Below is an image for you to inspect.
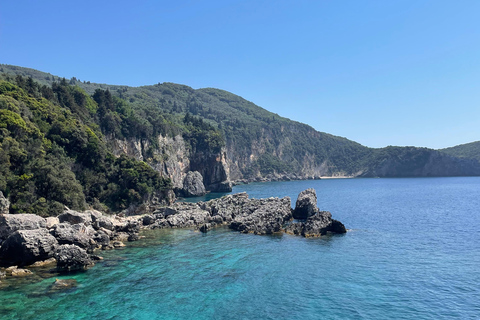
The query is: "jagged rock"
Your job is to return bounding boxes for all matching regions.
[328,219,347,234]
[93,216,115,231]
[50,222,95,250]
[5,266,33,277]
[198,223,216,233]
[58,210,92,226]
[83,209,103,222]
[0,213,47,240]
[45,217,60,229]
[55,244,93,271]
[182,171,207,197]
[94,229,110,248]
[127,233,140,241]
[0,229,58,266]
[142,215,155,226]
[293,189,320,219]
[285,211,347,237]
[112,240,125,248]
[206,192,250,222]
[115,220,140,234]
[29,258,57,268]
[230,197,292,234]
[48,279,77,294]
[0,191,10,214]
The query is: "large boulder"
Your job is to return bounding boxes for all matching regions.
[0,213,47,240]
[182,171,207,197]
[58,210,92,226]
[0,229,58,266]
[229,197,292,234]
[50,222,95,250]
[293,188,320,220]
[55,244,94,271]
[285,211,347,237]
[0,191,10,214]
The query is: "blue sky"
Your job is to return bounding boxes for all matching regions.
[0,0,480,148]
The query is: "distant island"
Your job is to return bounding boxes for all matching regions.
[0,64,480,217]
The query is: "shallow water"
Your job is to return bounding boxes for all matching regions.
[0,178,480,319]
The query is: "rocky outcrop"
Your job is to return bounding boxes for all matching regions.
[142,189,346,237]
[293,189,319,219]
[106,135,232,193]
[182,171,207,197]
[0,209,141,270]
[55,244,93,271]
[0,189,346,278]
[0,213,47,242]
[50,222,97,251]
[285,211,347,238]
[229,197,292,234]
[0,191,10,214]
[58,210,92,226]
[0,229,58,266]
[48,279,77,294]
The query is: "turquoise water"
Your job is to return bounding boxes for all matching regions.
[0,178,480,319]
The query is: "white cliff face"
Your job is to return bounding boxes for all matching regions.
[107,135,229,190]
[153,135,190,189]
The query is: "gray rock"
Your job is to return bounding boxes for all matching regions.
[182,171,207,197]
[285,211,347,237]
[0,191,10,214]
[293,189,320,219]
[50,222,95,250]
[229,197,292,234]
[45,217,60,229]
[48,279,77,294]
[0,213,47,240]
[83,209,103,222]
[58,210,92,226]
[93,216,115,231]
[0,229,58,266]
[94,230,110,248]
[142,215,157,226]
[55,244,93,271]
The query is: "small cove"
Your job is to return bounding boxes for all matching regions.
[0,178,480,319]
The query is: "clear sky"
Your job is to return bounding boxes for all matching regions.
[0,0,480,148]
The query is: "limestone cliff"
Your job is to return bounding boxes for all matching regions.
[106,135,232,193]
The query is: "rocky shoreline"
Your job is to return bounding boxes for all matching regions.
[0,189,346,281]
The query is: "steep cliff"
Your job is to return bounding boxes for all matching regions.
[106,135,232,194]
[2,65,480,191]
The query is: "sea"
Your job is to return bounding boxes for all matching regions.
[0,177,480,320]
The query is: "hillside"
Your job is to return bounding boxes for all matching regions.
[0,65,480,195]
[439,141,480,162]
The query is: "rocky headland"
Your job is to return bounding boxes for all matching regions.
[0,189,346,281]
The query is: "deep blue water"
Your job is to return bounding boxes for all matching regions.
[0,178,480,319]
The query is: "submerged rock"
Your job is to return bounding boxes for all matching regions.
[55,244,93,271]
[48,279,77,293]
[50,223,95,249]
[5,266,33,277]
[285,211,347,237]
[0,229,58,266]
[229,197,292,234]
[0,191,10,214]
[0,213,47,240]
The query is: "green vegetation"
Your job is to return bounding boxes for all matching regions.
[0,76,171,216]
[439,141,480,162]
[0,65,480,188]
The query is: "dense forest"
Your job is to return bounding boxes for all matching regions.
[440,141,480,162]
[0,65,480,215]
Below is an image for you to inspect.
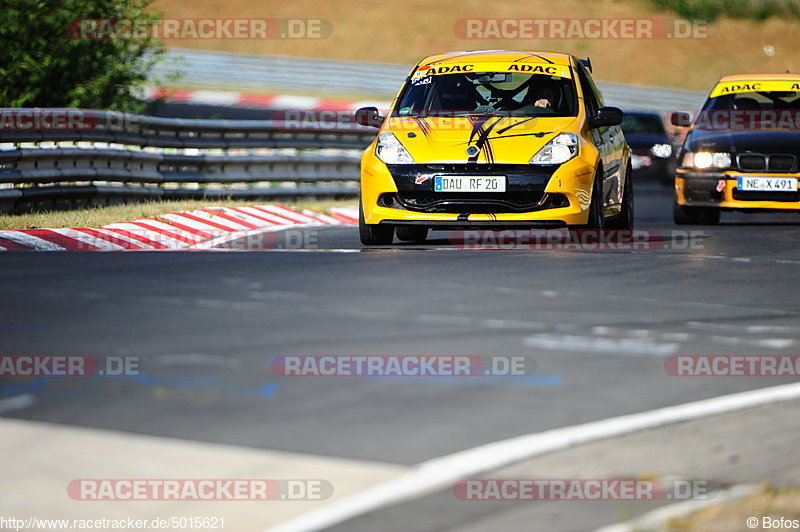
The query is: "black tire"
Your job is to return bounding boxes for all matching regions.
[672,201,722,225]
[395,225,428,242]
[358,200,394,246]
[575,169,605,231]
[606,164,634,230]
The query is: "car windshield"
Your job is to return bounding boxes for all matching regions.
[393,72,576,117]
[695,91,800,130]
[622,113,666,135]
[703,91,800,111]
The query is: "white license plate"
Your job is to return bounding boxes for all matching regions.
[433,175,506,192]
[737,177,797,192]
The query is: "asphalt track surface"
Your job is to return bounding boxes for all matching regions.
[0,185,800,529]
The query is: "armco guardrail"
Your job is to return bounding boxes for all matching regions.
[153,48,705,114]
[0,109,376,212]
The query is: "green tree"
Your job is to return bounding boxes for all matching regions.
[650,0,800,20]
[0,0,164,111]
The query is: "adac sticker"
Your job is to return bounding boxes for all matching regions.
[711,79,800,98]
[413,62,572,78]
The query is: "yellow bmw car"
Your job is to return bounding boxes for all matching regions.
[671,74,800,225]
[356,51,633,245]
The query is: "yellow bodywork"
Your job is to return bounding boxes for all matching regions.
[361,48,599,225]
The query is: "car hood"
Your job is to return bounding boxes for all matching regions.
[381,115,577,164]
[684,129,800,154]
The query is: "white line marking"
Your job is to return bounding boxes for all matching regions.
[269,383,800,532]
[0,393,36,414]
[0,231,67,251]
[522,334,680,355]
[50,227,125,251]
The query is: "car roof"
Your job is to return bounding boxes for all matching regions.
[420,50,574,66]
[717,72,800,83]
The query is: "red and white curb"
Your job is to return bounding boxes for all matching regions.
[142,88,389,112]
[0,205,358,251]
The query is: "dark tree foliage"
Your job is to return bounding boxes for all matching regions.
[650,0,800,20]
[0,0,164,111]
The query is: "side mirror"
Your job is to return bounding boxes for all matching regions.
[356,107,383,128]
[669,111,692,127]
[589,107,623,128]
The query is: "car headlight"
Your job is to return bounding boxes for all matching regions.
[650,144,672,159]
[682,151,731,170]
[375,133,414,164]
[530,133,578,164]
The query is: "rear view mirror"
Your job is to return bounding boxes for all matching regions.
[589,107,624,128]
[669,111,692,127]
[356,107,383,128]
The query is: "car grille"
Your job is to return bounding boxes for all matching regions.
[381,191,568,214]
[736,153,796,172]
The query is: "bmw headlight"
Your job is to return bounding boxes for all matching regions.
[531,133,578,164]
[682,151,731,170]
[650,144,672,159]
[375,133,414,164]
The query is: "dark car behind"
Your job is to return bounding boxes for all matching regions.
[622,111,675,184]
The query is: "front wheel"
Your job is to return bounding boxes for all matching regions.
[606,162,633,230]
[672,201,721,225]
[577,170,605,230]
[358,201,394,246]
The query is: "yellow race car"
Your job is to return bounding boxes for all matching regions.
[356,51,633,245]
[671,74,800,225]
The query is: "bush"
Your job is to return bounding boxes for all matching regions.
[0,0,164,111]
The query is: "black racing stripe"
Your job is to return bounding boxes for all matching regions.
[469,117,503,163]
[514,52,555,65]
[497,116,537,135]
[489,131,552,140]
[414,116,431,138]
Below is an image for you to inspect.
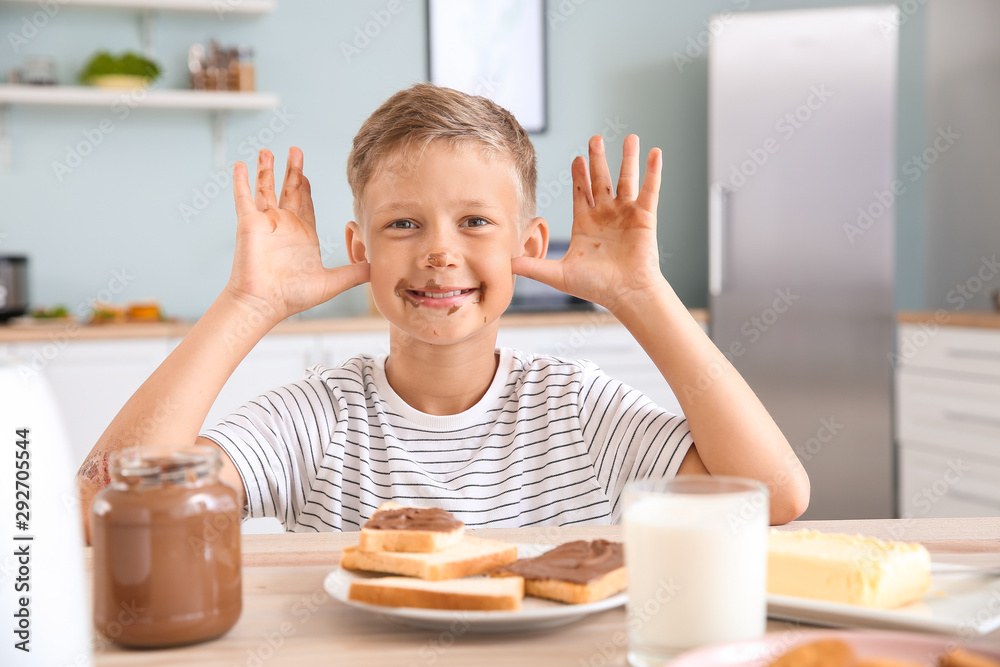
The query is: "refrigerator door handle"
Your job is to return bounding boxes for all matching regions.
[708,183,729,296]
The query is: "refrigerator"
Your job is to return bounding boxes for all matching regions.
[708,6,902,519]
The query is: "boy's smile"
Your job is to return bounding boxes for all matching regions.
[348,141,544,344]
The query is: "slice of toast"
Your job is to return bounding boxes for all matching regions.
[340,535,517,581]
[490,540,628,604]
[361,500,465,553]
[348,577,524,611]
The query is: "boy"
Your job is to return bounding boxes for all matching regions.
[79,84,809,531]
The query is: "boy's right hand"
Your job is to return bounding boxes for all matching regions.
[226,146,369,324]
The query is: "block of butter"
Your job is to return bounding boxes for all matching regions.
[767,529,931,609]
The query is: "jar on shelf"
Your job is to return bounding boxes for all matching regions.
[91,445,242,647]
[238,46,257,93]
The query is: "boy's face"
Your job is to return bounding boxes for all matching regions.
[348,141,547,344]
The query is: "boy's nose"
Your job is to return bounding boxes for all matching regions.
[424,250,455,269]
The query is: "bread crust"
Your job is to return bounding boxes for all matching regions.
[348,577,524,611]
[359,528,465,553]
[524,567,628,604]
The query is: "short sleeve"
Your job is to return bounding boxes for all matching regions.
[200,376,334,530]
[580,362,694,523]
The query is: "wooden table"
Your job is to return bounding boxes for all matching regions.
[95,518,1000,667]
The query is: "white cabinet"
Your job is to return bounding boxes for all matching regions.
[201,334,324,434]
[0,317,680,533]
[9,336,173,469]
[896,324,1000,517]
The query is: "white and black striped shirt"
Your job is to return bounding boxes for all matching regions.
[202,348,692,532]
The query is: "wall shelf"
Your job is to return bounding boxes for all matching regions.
[0,84,279,111]
[0,0,279,170]
[0,84,280,170]
[5,0,275,15]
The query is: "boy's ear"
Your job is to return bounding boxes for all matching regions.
[521,218,549,259]
[344,220,368,264]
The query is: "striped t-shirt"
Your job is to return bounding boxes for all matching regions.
[202,348,692,532]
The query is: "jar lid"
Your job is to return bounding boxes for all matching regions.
[109,445,221,485]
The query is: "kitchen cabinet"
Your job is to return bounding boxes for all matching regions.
[7,313,696,465]
[8,337,174,469]
[895,323,1000,517]
[7,313,696,533]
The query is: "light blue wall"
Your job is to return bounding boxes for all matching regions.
[0,0,926,318]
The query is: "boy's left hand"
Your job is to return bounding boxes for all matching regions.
[511,134,666,312]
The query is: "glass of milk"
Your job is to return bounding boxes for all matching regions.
[624,475,769,666]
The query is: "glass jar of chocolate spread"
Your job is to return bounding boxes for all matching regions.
[90,445,243,647]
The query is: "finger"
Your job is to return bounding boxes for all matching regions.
[295,175,316,227]
[233,162,257,217]
[323,262,371,302]
[570,156,594,220]
[510,257,566,292]
[635,148,663,213]
[590,134,615,202]
[255,148,278,211]
[278,146,302,212]
[618,134,639,200]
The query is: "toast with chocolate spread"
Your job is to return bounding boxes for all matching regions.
[340,535,517,581]
[360,500,465,553]
[490,540,628,604]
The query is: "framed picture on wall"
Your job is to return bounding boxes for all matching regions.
[427,0,547,132]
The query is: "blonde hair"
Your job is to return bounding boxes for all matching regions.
[347,83,538,229]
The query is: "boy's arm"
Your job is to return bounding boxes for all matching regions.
[77,148,368,541]
[513,135,809,524]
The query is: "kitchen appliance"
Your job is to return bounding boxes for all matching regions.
[0,255,28,322]
[708,6,902,519]
[504,240,594,313]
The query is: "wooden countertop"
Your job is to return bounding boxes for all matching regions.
[897,309,1000,329]
[0,309,708,343]
[88,518,1000,667]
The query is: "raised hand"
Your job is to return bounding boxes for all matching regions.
[512,134,666,312]
[226,147,368,322]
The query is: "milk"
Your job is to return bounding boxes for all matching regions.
[625,480,768,664]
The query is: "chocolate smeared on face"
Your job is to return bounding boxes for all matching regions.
[393,278,420,308]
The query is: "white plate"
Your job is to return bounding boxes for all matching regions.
[323,544,628,633]
[767,563,1000,637]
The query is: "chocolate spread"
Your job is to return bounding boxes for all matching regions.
[91,447,242,647]
[363,507,465,533]
[500,540,625,584]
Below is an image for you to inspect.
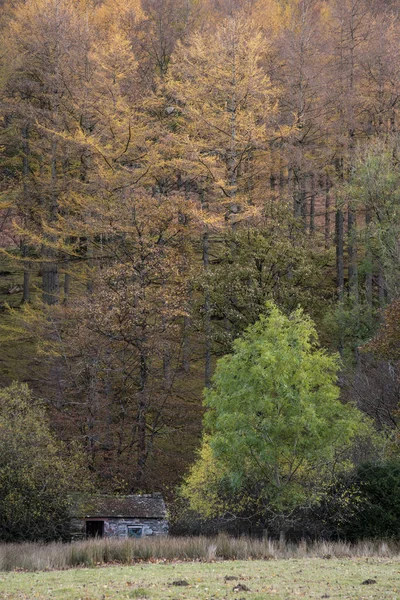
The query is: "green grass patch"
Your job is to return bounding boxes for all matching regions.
[0,558,400,600]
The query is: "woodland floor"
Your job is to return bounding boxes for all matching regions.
[0,558,400,600]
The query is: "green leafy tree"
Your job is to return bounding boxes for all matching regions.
[183,305,369,516]
[0,383,90,541]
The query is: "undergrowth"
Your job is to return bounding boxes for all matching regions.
[0,535,400,571]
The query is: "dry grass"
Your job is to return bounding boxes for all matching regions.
[0,535,400,571]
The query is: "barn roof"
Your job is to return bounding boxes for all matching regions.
[74,494,167,519]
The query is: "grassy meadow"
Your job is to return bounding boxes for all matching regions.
[0,558,400,600]
[0,536,400,600]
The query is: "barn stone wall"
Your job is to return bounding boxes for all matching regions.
[71,517,168,539]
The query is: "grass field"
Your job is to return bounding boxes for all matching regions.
[0,558,400,600]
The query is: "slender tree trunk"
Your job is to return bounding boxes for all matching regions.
[325,177,331,248]
[42,141,60,304]
[21,125,31,303]
[347,205,358,304]
[132,350,148,491]
[310,175,316,235]
[336,208,344,301]
[365,208,373,313]
[203,231,212,387]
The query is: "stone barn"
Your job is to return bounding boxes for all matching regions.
[71,494,168,539]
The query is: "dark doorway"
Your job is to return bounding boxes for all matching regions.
[86,521,104,537]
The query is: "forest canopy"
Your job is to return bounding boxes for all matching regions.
[0,0,400,540]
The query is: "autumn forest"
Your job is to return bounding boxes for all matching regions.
[0,0,400,540]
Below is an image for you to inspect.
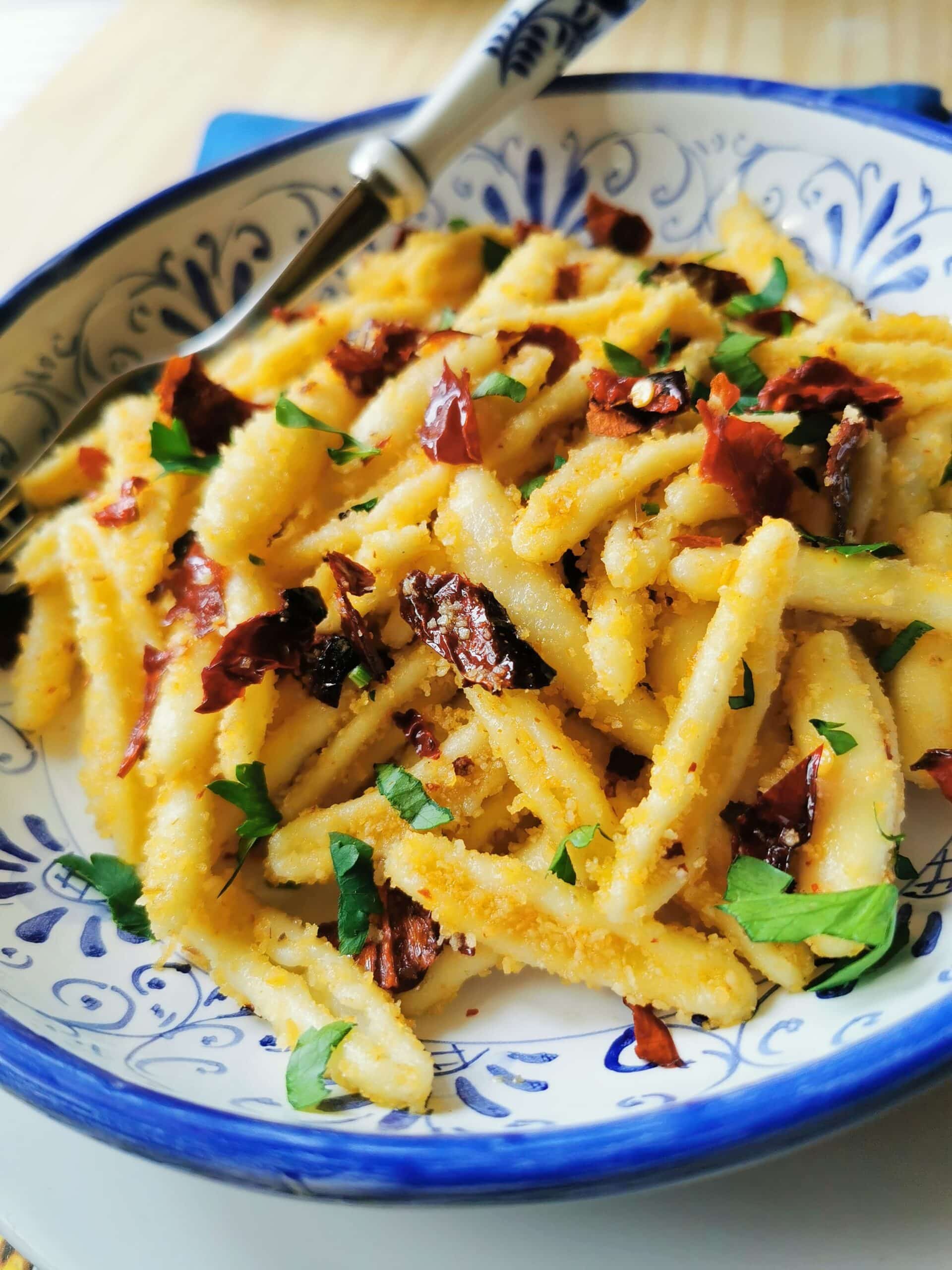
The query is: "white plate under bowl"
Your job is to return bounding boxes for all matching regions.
[0,75,952,1200]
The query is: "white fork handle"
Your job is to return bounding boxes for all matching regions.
[351,0,645,221]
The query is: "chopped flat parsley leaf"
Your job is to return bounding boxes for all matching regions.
[472,371,526,401]
[284,1020,354,1111]
[876,621,936,674]
[373,763,453,829]
[206,761,281,895]
[329,833,383,956]
[810,719,857,755]
[723,255,789,318]
[727,658,754,710]
[56,851,155,940]
[149,419,221,476]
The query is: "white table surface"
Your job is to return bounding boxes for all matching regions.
[0,1082,952,1270]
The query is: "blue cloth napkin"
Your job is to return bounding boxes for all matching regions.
[195,84,950,172]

##############################

- _WHAT THE EXERCISE ASKS_
List every line in the data above that contains the word "cliff".

- _COMPLETE ANSWER_
The query is: "white cliff face"
The query is: "limestone cliff"
The query is: "steep cliff"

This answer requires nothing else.